Exercise description →
The number of lines containing the word "green" is all you should give; count them in the records below.

Segment Start: Listed entries

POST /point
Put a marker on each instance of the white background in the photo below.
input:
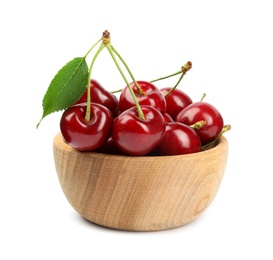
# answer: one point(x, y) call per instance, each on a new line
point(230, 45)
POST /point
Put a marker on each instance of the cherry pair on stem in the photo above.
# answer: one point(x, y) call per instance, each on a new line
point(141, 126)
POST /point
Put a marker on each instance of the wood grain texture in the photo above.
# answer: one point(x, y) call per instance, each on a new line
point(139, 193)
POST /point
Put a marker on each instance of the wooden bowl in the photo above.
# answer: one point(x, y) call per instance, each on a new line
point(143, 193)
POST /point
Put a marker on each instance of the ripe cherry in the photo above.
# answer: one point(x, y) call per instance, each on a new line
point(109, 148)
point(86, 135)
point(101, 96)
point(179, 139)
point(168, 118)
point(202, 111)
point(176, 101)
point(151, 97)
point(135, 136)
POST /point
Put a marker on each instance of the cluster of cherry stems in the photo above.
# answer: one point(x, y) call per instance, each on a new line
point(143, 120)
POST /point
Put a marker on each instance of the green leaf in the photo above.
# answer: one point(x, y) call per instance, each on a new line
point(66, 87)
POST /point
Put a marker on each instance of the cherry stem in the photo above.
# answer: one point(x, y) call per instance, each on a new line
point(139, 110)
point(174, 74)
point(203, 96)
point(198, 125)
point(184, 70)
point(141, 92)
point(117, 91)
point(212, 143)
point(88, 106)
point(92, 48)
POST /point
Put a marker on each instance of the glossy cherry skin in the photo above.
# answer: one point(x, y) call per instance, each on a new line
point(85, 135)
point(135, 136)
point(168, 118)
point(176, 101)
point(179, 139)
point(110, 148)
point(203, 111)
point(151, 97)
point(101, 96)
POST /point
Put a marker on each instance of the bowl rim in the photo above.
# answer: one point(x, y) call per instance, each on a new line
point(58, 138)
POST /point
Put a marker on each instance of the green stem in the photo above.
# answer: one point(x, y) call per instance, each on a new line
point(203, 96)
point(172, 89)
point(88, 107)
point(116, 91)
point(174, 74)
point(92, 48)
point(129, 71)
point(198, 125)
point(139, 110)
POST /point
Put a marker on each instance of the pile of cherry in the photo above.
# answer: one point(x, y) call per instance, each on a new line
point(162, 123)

Segment End: Listed entries
Segment Start: Listed entries

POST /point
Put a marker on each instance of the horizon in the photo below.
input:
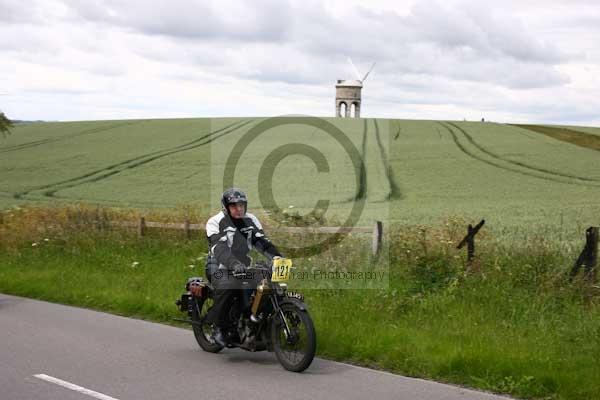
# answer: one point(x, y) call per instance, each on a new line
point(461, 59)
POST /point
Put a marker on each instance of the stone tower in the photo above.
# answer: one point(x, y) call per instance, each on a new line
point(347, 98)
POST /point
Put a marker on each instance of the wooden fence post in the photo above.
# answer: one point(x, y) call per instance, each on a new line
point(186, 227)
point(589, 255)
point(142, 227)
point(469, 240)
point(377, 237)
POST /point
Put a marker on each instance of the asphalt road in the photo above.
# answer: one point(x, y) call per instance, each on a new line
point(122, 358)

Segment End: Listed entries

Response →
2